— Text to read —
....

# How do I create a faceplate to contour my trunk?



## innsanes (Feb 8, 2007)

What are some of the methods you guys use to create custom template to contour the trunk? I've heard of the cardboard method but still would like to get more details on how to do it. I'm looking to making a faceplate to contour the top/bottom and sides of my trunk. thanks


----------



## innsanes (Feb 8, 2007)

mod please transfer this over to fabrication thread. thanks


----------



## hellbilly007 (May 12, 2008)

If you're wanting what i'm thinking of, you can first remove the trunklid gasket from the car. Either frame the perimeter of the floor or build a false floor. Attach fleece or spandex-type material (which I prefer since it uses less resin) to the edges. Stretch your fleece to the top of the trunk where you removed the gasket and lay it over the edge. Mask the gasket to protect it and reapply gasket. Now resin your fleece. Once resin is dry, reinforce it with some fiberglass chopped mat and resin it. Now sand it appropriately to how you want it finished. Sorry to be so lengthy, hope this is what you're looking for.


----------



## innsanes (Feb 8, 2007)

Not talking about fiberglassing, Would like to use wood. See how this baffle for the sub just fits nice and snug into the trunk.


----------



## FrankstonCarAudio (Feb 2, 2008)

Cardboard template is the only way I know of..

....

— Input —

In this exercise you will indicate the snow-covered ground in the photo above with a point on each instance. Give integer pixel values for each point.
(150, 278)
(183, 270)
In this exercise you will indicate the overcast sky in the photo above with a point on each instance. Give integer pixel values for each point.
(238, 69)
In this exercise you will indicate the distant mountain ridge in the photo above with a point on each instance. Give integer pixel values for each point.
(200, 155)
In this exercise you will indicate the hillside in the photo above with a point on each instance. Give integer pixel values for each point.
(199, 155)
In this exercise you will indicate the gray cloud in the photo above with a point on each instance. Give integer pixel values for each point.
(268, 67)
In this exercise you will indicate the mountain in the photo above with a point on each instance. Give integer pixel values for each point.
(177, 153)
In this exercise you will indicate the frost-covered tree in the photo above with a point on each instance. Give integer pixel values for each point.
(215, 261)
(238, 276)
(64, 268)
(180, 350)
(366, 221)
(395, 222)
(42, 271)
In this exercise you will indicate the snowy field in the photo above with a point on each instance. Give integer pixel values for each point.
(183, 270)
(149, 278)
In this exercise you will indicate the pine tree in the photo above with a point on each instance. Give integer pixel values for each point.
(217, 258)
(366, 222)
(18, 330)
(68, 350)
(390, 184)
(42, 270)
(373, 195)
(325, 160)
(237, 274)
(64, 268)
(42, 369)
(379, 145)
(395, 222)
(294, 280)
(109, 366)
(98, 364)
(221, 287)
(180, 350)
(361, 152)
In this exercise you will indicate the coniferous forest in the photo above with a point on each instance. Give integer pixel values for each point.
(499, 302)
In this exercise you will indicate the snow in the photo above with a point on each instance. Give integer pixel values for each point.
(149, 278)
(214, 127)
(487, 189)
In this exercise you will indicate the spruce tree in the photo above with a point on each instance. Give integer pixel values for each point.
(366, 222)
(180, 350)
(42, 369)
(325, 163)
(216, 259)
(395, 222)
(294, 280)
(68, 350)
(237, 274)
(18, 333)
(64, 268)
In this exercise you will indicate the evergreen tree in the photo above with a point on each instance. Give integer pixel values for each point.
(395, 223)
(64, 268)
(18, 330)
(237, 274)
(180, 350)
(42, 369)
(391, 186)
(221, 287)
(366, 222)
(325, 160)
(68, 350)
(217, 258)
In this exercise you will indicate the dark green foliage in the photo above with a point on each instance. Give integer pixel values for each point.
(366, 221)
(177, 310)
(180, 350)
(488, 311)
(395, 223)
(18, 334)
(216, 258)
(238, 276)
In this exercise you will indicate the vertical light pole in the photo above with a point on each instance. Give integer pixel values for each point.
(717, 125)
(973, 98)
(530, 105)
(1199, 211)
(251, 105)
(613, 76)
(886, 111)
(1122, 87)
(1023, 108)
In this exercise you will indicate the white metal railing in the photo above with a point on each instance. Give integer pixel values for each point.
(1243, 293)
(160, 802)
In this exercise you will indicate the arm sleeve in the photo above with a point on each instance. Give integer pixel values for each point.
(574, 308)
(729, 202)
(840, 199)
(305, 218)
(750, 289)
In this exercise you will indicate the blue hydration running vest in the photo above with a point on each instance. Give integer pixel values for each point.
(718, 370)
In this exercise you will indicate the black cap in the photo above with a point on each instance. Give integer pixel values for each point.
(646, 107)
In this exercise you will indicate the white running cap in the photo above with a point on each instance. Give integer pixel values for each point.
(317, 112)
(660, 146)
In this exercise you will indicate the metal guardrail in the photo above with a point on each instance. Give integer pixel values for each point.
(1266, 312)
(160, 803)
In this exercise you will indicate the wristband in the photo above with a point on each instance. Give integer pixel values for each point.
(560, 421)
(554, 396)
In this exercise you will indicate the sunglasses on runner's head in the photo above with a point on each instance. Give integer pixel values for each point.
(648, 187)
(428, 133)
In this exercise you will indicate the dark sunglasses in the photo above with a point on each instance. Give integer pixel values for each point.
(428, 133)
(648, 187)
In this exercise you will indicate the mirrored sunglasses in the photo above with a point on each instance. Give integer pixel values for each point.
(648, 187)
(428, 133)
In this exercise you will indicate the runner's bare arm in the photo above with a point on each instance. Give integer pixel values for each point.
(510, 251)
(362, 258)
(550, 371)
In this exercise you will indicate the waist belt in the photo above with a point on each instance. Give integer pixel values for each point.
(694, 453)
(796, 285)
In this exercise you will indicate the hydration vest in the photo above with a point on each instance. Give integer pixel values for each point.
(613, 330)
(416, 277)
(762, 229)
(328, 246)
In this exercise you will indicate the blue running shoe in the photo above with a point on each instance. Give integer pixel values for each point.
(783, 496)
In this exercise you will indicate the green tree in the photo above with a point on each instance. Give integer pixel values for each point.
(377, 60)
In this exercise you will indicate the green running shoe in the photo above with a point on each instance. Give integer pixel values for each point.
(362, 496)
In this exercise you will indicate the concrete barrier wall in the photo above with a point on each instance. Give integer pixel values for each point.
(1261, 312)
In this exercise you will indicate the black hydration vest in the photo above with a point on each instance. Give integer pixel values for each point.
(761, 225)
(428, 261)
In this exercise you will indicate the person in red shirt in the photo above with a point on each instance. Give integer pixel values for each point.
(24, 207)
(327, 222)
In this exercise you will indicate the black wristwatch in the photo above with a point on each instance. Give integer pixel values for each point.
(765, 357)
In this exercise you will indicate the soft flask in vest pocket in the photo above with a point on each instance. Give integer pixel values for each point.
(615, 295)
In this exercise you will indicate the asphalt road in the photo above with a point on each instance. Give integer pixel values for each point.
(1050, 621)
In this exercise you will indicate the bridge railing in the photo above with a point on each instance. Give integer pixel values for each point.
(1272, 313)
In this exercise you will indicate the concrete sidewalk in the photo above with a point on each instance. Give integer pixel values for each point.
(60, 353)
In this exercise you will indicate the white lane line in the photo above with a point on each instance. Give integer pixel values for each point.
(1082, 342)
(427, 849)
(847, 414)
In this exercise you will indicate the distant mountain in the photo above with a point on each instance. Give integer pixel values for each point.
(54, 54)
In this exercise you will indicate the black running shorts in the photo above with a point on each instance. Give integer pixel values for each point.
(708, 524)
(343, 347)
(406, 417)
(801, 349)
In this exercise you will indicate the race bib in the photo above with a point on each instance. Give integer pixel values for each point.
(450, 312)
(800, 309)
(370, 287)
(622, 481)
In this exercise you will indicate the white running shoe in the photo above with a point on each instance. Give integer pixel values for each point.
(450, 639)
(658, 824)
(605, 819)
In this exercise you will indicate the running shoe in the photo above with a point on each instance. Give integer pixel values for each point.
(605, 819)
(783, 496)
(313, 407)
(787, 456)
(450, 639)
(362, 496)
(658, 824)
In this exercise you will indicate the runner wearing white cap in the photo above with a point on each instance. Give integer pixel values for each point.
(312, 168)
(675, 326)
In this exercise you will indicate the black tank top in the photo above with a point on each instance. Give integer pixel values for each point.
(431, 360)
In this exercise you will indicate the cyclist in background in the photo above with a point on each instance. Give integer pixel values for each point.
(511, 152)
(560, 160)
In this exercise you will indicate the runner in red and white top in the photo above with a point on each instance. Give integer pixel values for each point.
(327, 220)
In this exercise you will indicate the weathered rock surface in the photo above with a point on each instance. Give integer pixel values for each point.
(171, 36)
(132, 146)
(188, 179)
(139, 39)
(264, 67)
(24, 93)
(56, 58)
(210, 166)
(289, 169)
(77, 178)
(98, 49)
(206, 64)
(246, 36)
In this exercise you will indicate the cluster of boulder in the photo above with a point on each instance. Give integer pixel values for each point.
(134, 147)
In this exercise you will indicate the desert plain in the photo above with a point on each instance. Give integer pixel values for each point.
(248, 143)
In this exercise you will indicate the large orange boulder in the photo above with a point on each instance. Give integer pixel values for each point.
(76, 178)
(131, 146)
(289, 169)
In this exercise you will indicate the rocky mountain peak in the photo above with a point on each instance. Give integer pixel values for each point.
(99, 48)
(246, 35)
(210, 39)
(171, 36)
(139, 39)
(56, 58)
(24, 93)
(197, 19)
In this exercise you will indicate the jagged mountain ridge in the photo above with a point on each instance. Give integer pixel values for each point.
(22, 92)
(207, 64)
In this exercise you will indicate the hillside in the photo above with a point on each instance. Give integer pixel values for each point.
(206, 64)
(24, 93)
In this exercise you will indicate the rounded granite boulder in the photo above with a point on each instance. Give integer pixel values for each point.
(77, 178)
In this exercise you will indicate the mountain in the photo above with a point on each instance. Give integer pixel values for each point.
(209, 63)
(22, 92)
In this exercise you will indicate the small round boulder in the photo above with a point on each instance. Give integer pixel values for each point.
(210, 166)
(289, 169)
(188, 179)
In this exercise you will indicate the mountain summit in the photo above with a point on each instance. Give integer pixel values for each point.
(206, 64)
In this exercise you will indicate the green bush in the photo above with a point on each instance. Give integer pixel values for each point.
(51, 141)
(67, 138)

....

— Direction 1 —
Transcribe the part of the trunk faceplate thread from "mod please transfer" to "you're looking for.".
— Direction 2 —
Restate word for word the lines of the records from the line with "In this exercise you will indicate the hydration" to the line with "(1261, 312)", including both of those lines.

— Written solution 1 —
mod please transfer this over to fabrication thread. thanks


----------



## hellbilly007 (May 12, 2008)

If you're wanting what i'm thinking of, you can first remove the trunklid gasket from the car. Either frame the perimeter of the floor or build a false floor. Attach fleece or spandex-type material (which I prefer since it uses less resin) to the edges. Stretch your fleece to the top of the trunk where you removed the gasket and lay it over the edge. Mask the gasket to protect it and reapply gasket. Now resin your fleece. Once resin is dry, reinforce it with some fiberglass chopped mat and resin it. Now sand it appropriately to how you want it finished. Sorry to be so lengthy, hope this is what you're looking for.

— Written solution 2 —
In this exercise you will indicate the hydration vest in the photo above with a point on each instance. Give integer pixel values for each point.
(613, 330)
(416, 277)
(762, 229)
(328, 246)
In this exercise you will indicate the blue running shoe in the photo above with a point on each instance. Give integer pixel values for each point.
(783, 496)
In this exercise you will indicate the green tree in the photo above with a point on each instance. Give integer pixel values for each point.
(377, 60)
In this exercise you will indicate the green running shoe in the photo above with a point on each instance. Give integer pixel values for each point.
(362, 496)
In this exercise you will indicate the concrete barrier wall in the photo above with a point on each instance. Give integer pixel values for each point.
(1261, 312)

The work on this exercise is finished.